Rewrite every row below as a JSON list of strings, one string per line, leaving out any blank lines.

_PROVIDED RECORDS_:
-------

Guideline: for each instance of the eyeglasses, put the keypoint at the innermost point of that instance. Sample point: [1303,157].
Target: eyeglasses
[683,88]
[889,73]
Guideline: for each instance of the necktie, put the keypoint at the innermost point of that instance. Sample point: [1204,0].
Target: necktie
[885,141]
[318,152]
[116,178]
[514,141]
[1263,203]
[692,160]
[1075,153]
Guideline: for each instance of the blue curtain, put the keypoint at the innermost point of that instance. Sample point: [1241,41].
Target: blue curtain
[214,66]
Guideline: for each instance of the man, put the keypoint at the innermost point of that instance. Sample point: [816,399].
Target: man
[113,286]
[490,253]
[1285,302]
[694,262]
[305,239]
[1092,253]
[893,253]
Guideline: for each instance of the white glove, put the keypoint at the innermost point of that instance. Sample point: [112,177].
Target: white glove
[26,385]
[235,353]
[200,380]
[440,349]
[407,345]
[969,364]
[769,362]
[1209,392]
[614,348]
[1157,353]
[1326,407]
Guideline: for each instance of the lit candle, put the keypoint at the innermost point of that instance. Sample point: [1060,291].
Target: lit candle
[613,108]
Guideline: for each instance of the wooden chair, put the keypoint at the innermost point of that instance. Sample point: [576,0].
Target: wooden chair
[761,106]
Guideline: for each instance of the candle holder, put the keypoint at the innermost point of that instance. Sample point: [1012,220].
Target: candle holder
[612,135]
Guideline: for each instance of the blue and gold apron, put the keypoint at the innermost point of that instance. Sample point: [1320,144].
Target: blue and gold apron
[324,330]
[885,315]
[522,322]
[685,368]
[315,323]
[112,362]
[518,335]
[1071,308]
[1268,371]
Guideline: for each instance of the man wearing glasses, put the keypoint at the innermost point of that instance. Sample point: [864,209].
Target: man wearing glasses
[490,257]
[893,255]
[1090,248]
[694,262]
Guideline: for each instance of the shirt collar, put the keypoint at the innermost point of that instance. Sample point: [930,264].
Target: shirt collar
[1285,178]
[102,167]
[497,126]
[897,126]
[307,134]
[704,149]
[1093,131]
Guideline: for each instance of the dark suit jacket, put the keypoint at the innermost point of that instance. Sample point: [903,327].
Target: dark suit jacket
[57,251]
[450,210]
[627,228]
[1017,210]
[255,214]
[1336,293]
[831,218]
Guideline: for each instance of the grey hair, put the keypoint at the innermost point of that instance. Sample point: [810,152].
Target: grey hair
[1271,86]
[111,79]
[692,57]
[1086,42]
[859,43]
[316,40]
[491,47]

-------

_WORKED SOLUTION_:
[
  "Guideline: for each instance of the eyeglasses, put the keypoint at the innermost point of that instance. Sample point: [1303,157].",
  "Target: eyeglasses",
  "[683,88]",
  "[889,73]",
  "Guideline: for each instance of the necktie, put the keypoint at the innermost point of that instance. Sample point: [1204,0].",
  "Target: necktie",
  "[885,141]",
  "[318,152]",
  "[116,178]",
  "[514,141]",
  "[1263,203]",
  "[692,160]",
  "[1075,153]",
  "Guideline: for each instance of the blue curtain, put the keypoint at the innermost point of that instance. Sample point: [1241,41].",
  "Target: blue curtain",
  "[214,66]",
  "Guideline: for each instance of the man, put the keypoint at the innermost point of that instance. Sample point: [816,399].",
  "Target: man",
  "[113,286]",
  "[490,253]",
  "[1285,302]",
  "[694,262]",
  "[305,239]",
  "[1092,253]",
  "[893,253]",
  "Guideline: for each instance of the white glove, put the keypoint at the innermost point of that instance. Sample point: [112,177].",
  "Target: white glove",
  "[26,385]",
  "[235,353]",
  "[200,380]",
  "[440,349]",
  "[407,345]",
  "[969,364]",
  "[769,362]",
  "[1209,392]",
  "[614,348]",
  "[1157,353]",
  "[1326,407]",
  "Guideline: for each instance of the lit candle, put the keypoint at the innermost point of that instance. Sample point: [1060,291].",
  "Target: lit candle",
  "[613,108]",
  "Guideline: for each instance of the wooden chair, put the keypoint at the innermost point of that instance. Sample point: [576,0].",
  "Target: wooden chair",
  "[761,106]",
  "Guideline: for each instance of the candle holder, put the keypoint at the innermost point of that instance. Sample point: [1012,220].",
  "Target: candle holder",
  "[612,135]",
  "Guideline: for each instance of the blue and gold apron, put the keypoint at the innermost point of that instance. Sample point: [1320,144].",
  "Target: blue and gold apron",
  "[324,330]",
  "[885,315]",
  "[522,322]",
  "[685,368]",
  "[315,323]",
  "[112,362]",
  "[518,335]",
  "[1071,308]",
  "[1268,371]",
  "Guideline: for each instance of the man wearing glasses, put the keypoint at the innermost point of that instance. Sample point: [864,209].",
  "Target: man wearing glasses",
  "[490,257]",
  "[893,255]",
  "[1090,248]",
  "[694,262]",
  "Guideline: for each instance of the shirt collar, put the keypoint at the innermost point of that instance. Sample point: [930,264].",
  "Target: shirt collar",
  "[1285,178]",
  "[102,167]",
  "[497,126]",
  "[897,126]",
  "[307,134]",
  "[704,149]",
  "[1093,131]",
  "Guideline: for each instance of the dark suit jacket, put the keypoint at the innermost point of that instance. Sample point: [903,327].",
  "Target: dark suit jacket",
  "[57,251]",
  "[450,210]",
  "[627,228]",
  "[1017,210]",
  "[255,214]",
  "[1336,293]",
  "[831,218]",
  "Guideline: for each instance of the grey hair, put the keypoint at the innermost point of that instance. Sample point: [810,152].",
  "Target: grey hair",
  "[1271,86]",
  "[111,79]",
  "[692,57]",
  "[1086,42]",
  "[859,43]",
  "[316,40]",
  "[491,47]"
]